◆ **Documento**:
═══

La tercera consecuencia del experimento fue que Schwartz, Steinberger y Lederman recibieron el premio Nobel de física, pero no fue sino en 1988, unos veintisiete años después de que se hubiera hecho la investigación. En algún sitio oí hablar de un periodista que entrevistaba al hijo, joven, de un recién laureado: «¿Te gustaría ganar un premio Nobel como tu padre?». «¡No!», dijo el joven. «¿No? ¿Por qué no?» «Quiero ganarlo solo.»
El premio. Hago unos comentarios. El Nobel sobrecoge a casi todos los que nos dedicamos a esto, quizá por el brillo de los premiados, desde el primero, Roentgen (1901), y entre los que están muchos de nuestros héroes, Rutherford, Einstein, Bohr, Heisenberg. El premio le da a un colega que lo gane cierta aura. Hasta cuando es vuestro mejor amigo, uno con en el que habéis hecho pis entre los árboles, quien lo gana, lo veis luego, en cierto sentido, de otra manera.

═══

◆ **Extracto del listado**:
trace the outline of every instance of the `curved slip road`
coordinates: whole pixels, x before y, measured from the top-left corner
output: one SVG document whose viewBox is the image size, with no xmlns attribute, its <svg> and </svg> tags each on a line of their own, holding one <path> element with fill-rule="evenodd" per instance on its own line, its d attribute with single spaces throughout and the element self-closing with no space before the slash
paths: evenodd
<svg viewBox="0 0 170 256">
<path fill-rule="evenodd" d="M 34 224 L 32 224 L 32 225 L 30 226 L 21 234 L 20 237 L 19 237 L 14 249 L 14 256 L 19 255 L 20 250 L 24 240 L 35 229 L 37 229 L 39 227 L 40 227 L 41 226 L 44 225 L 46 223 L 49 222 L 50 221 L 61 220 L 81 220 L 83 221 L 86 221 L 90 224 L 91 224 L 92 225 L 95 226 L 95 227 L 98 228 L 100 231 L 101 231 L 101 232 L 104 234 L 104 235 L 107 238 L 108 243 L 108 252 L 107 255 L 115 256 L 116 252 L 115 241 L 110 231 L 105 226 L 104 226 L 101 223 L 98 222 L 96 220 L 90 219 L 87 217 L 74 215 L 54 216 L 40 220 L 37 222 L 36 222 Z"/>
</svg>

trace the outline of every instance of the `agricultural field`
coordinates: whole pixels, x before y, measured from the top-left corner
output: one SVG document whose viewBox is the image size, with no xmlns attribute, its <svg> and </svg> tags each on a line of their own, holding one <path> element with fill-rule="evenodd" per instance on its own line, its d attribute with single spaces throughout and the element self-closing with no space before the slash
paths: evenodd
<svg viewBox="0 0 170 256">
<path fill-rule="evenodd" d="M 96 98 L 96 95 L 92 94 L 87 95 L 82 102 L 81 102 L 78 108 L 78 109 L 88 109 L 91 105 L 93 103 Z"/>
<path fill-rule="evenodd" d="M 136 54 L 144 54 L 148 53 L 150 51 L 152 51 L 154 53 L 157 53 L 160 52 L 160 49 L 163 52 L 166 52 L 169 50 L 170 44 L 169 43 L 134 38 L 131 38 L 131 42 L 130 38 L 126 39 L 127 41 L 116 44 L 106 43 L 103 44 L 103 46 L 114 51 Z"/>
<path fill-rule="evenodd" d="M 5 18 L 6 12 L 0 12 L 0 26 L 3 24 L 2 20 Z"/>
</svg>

═══

◆ **Lo que debe hacer**:
A. Enumere los apellidos de todas las personas que aparecen nombradas en el documento.
B. Reproduzca literalmente el fragmento del documento que comienza en las palabras "El premio. Hago" y termina después de "de otra manera.".

◆ **Resultados por tarea**:
A. Schwartz, Steinberger, Lederman, Roentgen, Rutherford, Einstein, Bohr, Heisenberg

B.
El premio. Hago unos comentarios. El Nobel sobrecoge a casi todos los que nos dedicamos a esto, quizá por el brillo de los premiados, desde el primero, Roentgen (1901), y entre los que están muchos de nuestros héroes, Rutherford, Einstein, Bohr, Heisenberg. El premio le da a un colega que lo gane cierta aura. Hasta cuando es vuestro mejor amigo, uno con en el que habéis hecho pis entre los árboles, quien lo gana, lo veis luego, en cierto sentido, de otra manera.